» **Selected passage**:

################

I have worked as a researcher and sub-editor for BBC TV News (via their old Ceefax teletext service) and, briefly, in the newsrooms at Anglia TV, Granada TV and ITN. I have known a lot of journalists. But even I was shocked by the News of the World and other tabloids’ amorality.

I don’t mean the telephone hacking scandal which has now seen Rupert Murdoch close down Britain’s biggest-selling newspaper.

I mean the cheap Killer Bitch movie and Katie Price’s ex-husband Alex Reid being caught on camera with his trousers down.

Police corruption comes later in this blog.

In what must have been a moment of madness I financed Killer Bitch without reading the script (look, it was cheap) and I was away at the Edinburgh Fringe for weeks when shooting started.

While I was away, a sex scene was shot between Alex Reid and the lead actress, the director’s girlfriend/partner.

Alex Reid’s chum/manager asked the director if it was OK to have a photographer on set that day – not to take photos of the sex scene itself but just of Alex arriving, being on-set, being glamorous. The director said Yes.

And, of course, when the sex scene happened, click-click-click and off in a corner Alex’s photographer goes to e-mail out his photos.

What the director didn’t know was that the manager guy had, all week, been playing-off the News of the World against The People to get a higher price for the sex scene pictures. The People ran their photos on the cover and in an “exclusive” double-page spread that Sunday.

But the News of the World, unknown to anyone else, had secretly set up a hidden camera in the grotto where filming took place. They took their own photos and ran a single-page ’spoiler’ about “sickening footage” in the “vile and degrading hardcore porn film” in which Alex had been involved in a “disgusting rape”.

In fact, it wasn’t a rape scene at all. Never was. Never scripted as rape (I read that bit later); wasn’t shot as rape; wasn’t edited as rape. I saw the uncut footage when I came back from Edinburgh and it simply wasn’t rape.

But, bizarrely, journalists often believe what they read in tabloid newspapers, so this story about the vile rape scene in a hardcore porn movie (which is wasn’t) quickly spread across the world, sometimes using the same words the original News of the World had used.

################

Object point labels

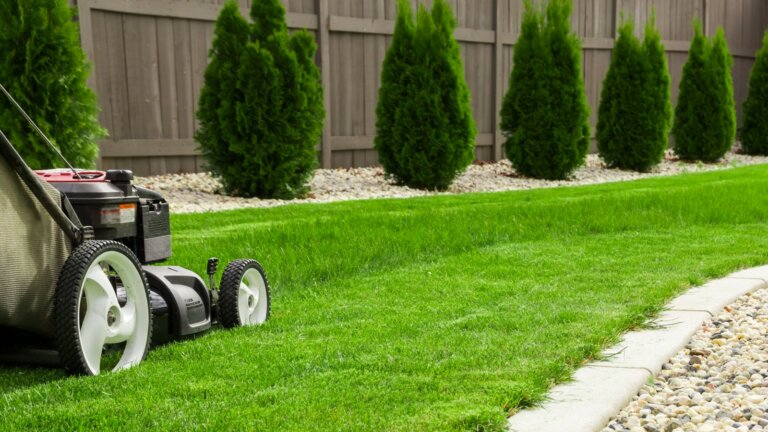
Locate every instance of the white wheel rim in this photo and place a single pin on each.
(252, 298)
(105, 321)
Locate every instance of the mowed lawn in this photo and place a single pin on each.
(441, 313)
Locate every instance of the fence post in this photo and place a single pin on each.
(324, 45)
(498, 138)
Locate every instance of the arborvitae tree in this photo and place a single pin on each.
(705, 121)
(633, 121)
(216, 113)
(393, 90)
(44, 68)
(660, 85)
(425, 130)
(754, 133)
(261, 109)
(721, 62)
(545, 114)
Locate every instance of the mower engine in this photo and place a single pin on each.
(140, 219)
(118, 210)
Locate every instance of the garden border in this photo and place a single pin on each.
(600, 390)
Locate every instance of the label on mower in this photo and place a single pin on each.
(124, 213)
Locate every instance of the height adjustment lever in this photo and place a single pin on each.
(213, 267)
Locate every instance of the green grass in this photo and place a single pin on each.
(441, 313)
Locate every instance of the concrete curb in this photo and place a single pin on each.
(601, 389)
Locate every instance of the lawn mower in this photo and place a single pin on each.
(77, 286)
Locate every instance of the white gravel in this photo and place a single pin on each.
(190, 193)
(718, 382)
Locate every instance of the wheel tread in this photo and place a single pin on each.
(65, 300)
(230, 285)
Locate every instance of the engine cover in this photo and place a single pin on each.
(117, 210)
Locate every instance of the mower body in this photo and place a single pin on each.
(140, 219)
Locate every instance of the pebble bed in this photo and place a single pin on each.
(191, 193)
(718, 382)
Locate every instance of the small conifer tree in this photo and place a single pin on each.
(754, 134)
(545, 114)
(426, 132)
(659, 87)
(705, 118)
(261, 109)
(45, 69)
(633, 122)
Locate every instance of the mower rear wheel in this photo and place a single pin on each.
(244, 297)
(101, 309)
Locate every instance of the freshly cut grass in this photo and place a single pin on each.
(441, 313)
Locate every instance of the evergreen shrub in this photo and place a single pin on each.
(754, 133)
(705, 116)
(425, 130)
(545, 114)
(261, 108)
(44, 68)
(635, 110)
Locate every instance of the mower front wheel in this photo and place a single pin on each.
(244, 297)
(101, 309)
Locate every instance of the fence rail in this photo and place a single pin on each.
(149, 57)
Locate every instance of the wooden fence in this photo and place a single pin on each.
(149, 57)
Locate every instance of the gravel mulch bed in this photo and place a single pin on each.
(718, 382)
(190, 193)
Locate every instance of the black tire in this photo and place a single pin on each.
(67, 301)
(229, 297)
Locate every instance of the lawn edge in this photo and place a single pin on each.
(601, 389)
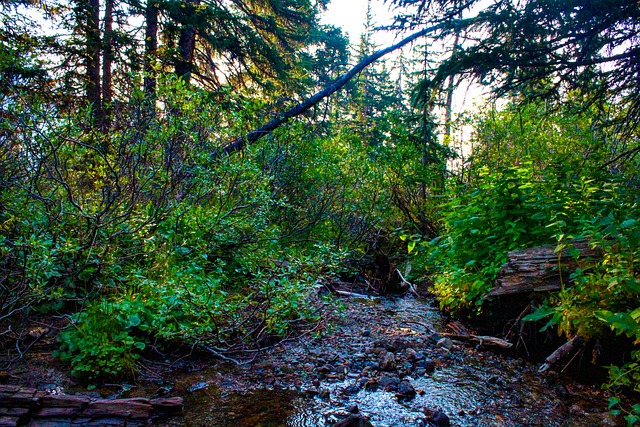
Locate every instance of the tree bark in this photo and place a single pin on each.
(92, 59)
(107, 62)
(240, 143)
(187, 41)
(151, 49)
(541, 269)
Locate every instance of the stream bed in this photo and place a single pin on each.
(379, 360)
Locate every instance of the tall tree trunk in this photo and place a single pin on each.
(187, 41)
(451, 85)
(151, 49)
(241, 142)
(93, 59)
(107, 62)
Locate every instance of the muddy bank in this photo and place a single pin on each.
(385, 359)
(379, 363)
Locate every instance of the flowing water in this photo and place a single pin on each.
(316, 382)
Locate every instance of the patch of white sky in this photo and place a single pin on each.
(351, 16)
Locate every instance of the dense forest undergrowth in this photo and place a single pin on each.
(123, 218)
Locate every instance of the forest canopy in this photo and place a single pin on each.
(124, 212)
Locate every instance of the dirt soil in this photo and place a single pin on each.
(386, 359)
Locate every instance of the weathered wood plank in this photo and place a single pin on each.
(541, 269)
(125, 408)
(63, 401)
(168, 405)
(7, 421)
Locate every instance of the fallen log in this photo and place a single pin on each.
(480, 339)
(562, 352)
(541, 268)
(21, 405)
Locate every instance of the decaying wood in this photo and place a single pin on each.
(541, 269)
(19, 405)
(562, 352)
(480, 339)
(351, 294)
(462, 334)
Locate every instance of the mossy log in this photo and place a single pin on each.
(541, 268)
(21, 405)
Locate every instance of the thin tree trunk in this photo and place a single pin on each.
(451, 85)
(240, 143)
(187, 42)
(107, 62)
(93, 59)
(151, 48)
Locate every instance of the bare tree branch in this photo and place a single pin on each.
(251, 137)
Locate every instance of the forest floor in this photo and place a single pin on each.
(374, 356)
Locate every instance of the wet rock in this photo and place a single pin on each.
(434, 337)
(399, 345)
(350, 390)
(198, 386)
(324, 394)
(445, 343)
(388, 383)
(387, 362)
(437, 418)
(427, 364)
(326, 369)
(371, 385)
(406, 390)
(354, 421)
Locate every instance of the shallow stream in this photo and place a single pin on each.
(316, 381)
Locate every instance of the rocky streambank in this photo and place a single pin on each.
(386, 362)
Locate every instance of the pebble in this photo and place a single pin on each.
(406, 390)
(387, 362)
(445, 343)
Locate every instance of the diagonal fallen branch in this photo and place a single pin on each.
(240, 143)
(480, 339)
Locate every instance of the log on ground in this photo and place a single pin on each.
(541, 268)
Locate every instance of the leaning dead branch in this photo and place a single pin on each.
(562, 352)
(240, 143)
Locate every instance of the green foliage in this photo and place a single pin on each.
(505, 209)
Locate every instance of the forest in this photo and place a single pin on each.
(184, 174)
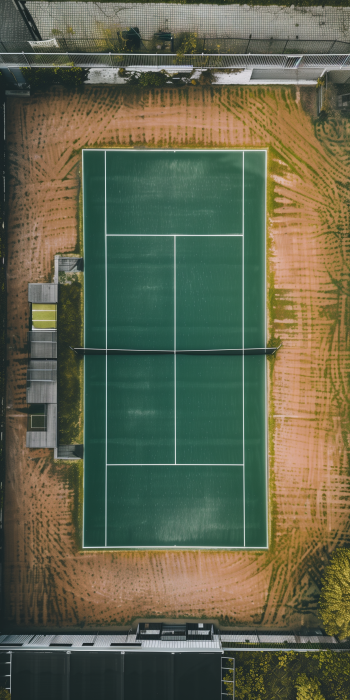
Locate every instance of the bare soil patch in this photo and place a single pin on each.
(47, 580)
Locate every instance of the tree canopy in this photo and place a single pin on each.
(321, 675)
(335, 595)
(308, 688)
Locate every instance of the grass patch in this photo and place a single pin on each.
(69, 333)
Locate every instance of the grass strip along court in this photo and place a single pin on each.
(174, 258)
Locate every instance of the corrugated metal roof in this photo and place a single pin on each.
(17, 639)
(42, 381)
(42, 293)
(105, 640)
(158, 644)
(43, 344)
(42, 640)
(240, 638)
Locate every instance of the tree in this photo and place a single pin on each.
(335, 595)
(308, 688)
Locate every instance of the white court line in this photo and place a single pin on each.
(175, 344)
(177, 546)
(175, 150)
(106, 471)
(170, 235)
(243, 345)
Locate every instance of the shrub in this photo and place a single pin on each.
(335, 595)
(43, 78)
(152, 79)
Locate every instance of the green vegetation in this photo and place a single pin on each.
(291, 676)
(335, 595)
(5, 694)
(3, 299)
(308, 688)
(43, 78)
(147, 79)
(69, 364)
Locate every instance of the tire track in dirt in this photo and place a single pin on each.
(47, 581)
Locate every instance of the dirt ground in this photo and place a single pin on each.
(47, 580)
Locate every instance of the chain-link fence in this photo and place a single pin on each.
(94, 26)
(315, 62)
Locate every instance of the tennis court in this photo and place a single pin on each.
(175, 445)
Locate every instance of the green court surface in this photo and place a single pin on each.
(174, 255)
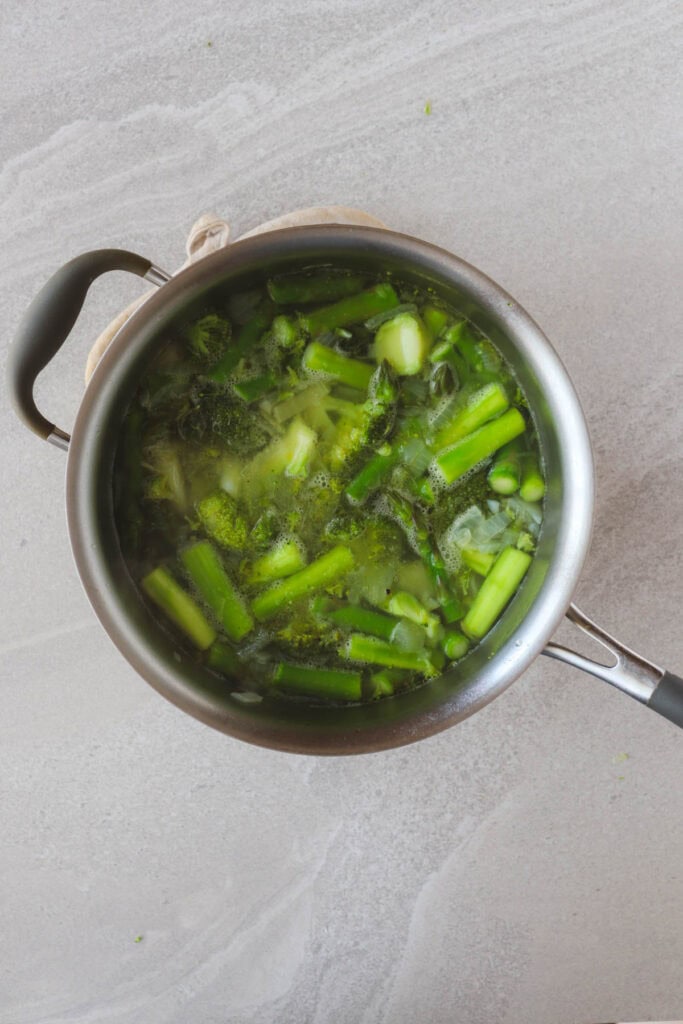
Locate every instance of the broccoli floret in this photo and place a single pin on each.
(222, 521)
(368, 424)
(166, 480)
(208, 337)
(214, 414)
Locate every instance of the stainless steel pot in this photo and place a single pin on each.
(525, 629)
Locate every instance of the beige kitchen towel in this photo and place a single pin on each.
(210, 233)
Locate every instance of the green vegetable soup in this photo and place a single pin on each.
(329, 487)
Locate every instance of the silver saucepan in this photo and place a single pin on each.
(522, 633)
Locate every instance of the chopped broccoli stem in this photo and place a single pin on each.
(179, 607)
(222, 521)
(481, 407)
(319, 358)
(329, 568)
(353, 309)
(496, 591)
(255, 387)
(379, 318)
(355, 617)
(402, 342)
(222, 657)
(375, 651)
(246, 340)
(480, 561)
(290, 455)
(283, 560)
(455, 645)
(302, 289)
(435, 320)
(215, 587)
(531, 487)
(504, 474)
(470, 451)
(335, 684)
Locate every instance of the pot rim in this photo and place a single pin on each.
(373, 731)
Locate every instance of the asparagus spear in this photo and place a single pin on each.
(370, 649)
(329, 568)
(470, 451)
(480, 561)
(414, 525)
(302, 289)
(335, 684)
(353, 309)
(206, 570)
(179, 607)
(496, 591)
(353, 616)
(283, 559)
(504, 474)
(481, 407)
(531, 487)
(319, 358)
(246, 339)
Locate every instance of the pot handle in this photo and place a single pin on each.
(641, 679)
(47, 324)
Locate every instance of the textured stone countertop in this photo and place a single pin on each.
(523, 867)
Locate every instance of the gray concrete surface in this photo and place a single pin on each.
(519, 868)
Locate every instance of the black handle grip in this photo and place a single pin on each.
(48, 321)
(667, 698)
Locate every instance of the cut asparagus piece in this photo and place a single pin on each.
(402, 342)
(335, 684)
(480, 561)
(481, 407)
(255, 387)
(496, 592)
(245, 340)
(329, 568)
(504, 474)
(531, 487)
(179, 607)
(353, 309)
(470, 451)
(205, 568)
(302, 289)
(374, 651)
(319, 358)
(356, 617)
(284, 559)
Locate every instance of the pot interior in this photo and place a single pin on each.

################

» **Tasks to perform**:
1. In the Killer Bitch account, which newspaper ran the sex scene photos on its cover?
2. Carry the Killer Bitch account on from its last sentence.

» **Answers in order**:
1. The People.

2.
The movie, which had only just started shooting and which was months away from being edited, was reviled as “violent porn” by The Times of India, a “vile and degrading movie” on Australia’s Perth Now website and “violent, aggressive… icky stuff” by TheHollyoodGossip.com. Back home, totally unseen, the Daily Mirror slammed it as “a sick movie” with “vile scenes…stomach churning”

Fair enough. Good publicity for a small film, though sadly much too early to profit from.

Two weeks later, The People ran a new cover story and two-page spread about how Alex Reid had “returned” to the Killer Bitch set “to shoot more torrid outdoor sex shots”. This had never happened. It was a complete fiction. But The People had detailed descriptions, actual photos from this supposed second sex scene (they were re-cycled from the original scene) and they even had a direct quote from the director saying, “I can confirm that Alex filmed these scenes within the last seven days”.

The director told me not only that The People had never talked to him about this alleged re-shoot but, at that point in time, he had never actually talked to anyone at the newspaper about the film ever.

Obviously, you expect to be mis-quoted and have your words twisted by newspapers. Now, it seems, it’s common to simply make up entirely fictional stories.

The New York Daily News correctly reported that “the film’s producers don’t seem bothered by the publicity.”

Fair enough. Publicity is publicity.

But just as the Stephen Lawrence affair, to my mind, was not about racism but about police corruption – an investigating policeman was paid-off by the father of one of the accused – the current News of the World scandal is not about phone hacking but about endemic police corruption.

Two days ago, I saw a Sky News double interview with, on the one hand, Brian Paddick, former Deputy Assistant Commissioner of the Metropolitan Police, and on the other ex News of the World journalist Paul McMullan.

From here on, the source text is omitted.